I like Lisbon, everything about it.  Really, there is nothing not to like about Lisbon.  Even the graffiti.  Even the graffiti.  It is a little understated and has no pretensions like other European capitals. This was my second visit and I would happily go back for a third.

I am always interested in place names and how they travel. There are sixteen place in the USA called Lisbon over fourteen States (Maine and Wisconsin have two each)  most are in the east and the most westerly is in Utah.  Portuguese ethnicity in the USA is thirtieth in a long list but the Portuguese language is thirteenth most spoken.

What I find even more interesting is that there are no places in Brazil called Lisbon or in a lot of other ex-Portuguese colonies.  There are however  four in Columbia and one each in Peru, Bolivia, Equatorial Guinea and Mozambique.

The Portuguese Empire…

I immediately liked Belém, it was a little more relaxed than Lisbon city.  Our plan was to visit the centre and visit the UNESCO World Heritage Site, the Jerónimos Monastery and the tomb of Vasco da Gama but the queue was huge and I am not good with queues and Kim is not good with UNESCO World Heritage sites so we abandoned the plan.

Jobs
1. Summarize the post about Lisbon in two sentences.
2. Replace "graffiti" with "street art" in the post about Lisbon, and write out the passage starting with "I like Lisbon, everything" and going on through "for a third.".
You won't need the lines that follow the post about Lisbon.

Source data

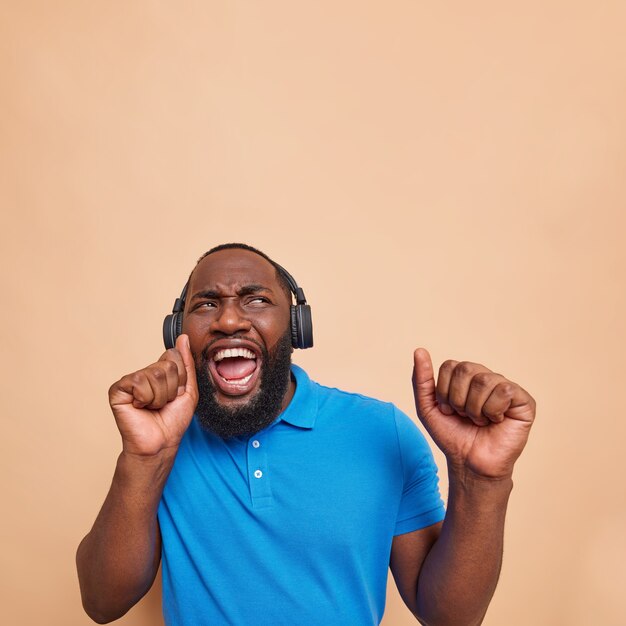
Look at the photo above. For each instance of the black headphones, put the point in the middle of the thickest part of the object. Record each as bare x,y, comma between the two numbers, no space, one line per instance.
301,322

Outputs for the tasks
1. The writer likes everything about Lisbon, finds it understated next to other European capitals, and would happily go back for a third visit. The post also notes that sixteen places in the USA are called Lisbon while none in Brazil are, and it describes giving up a plan to see the Jerónimos Monastery in Belém because the queue was huge.

2.
I like Lisbon, everything about it.  Really, there is nothing not to like about Lisbon.  Even the street art.  Even the street art.  It is a little understated and has no pretensions like other European capitals. This was my second visit and I would happily go back for a third.